Pull out every line of the outline records below that contains the word "white".

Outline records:

──────────

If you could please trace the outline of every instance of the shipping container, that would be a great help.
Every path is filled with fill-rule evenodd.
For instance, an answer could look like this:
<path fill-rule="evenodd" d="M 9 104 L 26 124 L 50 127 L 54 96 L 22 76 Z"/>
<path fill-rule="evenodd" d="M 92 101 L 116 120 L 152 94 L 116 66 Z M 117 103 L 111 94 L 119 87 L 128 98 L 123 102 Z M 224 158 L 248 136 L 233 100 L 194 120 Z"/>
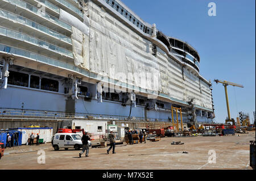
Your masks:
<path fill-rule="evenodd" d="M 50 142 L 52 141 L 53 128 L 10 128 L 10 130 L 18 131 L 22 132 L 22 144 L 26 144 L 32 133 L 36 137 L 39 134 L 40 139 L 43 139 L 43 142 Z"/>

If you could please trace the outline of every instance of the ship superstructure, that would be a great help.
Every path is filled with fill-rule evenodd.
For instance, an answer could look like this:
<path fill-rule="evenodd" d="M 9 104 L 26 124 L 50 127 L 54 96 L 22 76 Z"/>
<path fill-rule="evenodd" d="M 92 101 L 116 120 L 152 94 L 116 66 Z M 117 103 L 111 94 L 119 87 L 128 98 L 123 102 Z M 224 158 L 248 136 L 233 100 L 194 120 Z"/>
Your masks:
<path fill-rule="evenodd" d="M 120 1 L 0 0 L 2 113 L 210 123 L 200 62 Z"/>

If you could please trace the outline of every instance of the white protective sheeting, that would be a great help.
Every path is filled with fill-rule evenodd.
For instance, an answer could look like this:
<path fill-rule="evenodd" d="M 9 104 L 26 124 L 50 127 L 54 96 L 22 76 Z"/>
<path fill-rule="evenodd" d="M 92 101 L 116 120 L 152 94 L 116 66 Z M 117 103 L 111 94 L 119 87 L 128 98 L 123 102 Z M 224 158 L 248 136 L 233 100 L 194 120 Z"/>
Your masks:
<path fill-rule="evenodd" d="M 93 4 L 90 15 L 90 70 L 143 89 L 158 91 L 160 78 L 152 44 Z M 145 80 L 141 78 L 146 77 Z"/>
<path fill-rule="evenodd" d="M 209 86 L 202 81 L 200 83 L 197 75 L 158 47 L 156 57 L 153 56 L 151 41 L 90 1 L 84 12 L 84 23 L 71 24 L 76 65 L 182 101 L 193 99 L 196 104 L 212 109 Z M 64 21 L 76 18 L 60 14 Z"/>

──────────

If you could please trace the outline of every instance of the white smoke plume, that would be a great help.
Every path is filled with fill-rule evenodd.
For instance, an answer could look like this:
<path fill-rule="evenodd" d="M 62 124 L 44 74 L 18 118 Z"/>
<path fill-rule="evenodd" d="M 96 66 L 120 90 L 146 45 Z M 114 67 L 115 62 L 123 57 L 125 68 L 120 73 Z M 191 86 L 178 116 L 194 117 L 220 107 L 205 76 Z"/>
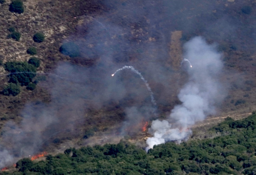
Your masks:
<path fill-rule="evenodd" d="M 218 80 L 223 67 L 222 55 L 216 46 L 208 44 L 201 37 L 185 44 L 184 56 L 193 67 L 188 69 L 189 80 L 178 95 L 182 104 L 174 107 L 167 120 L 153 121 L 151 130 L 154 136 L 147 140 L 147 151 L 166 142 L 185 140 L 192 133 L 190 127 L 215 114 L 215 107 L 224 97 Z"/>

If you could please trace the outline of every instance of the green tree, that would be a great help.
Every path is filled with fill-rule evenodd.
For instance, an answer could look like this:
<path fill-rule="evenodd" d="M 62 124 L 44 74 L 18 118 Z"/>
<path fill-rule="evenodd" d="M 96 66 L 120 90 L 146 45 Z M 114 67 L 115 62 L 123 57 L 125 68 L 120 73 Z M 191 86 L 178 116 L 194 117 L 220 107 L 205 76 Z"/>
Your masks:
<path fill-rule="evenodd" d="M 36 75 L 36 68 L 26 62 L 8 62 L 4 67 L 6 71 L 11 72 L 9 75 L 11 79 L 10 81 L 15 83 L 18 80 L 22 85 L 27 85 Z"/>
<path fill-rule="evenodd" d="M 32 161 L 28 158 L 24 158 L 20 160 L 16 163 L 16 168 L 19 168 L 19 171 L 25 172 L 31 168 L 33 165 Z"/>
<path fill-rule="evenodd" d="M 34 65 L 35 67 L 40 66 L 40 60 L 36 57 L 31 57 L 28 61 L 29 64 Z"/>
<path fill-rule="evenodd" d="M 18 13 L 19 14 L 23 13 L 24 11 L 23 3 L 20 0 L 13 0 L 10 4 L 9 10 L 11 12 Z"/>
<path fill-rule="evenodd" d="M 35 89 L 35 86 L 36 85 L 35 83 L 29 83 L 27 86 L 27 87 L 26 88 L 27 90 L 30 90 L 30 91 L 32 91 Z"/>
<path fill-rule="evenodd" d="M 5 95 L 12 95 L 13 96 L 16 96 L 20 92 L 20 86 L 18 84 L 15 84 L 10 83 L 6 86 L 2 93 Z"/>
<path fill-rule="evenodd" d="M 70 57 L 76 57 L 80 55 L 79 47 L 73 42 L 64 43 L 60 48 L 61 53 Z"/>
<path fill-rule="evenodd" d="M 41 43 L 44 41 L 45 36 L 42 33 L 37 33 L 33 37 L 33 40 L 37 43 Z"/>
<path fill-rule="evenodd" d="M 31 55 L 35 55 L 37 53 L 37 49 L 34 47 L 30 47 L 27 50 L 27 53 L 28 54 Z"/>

──────────

RESPONSE TO THE EXERCISE
If you could please trace the outline of every instance of the white protective sheeting, that would be a great help.
If you could please trace the outline of every instance of the white smoke plume, that would be a great help.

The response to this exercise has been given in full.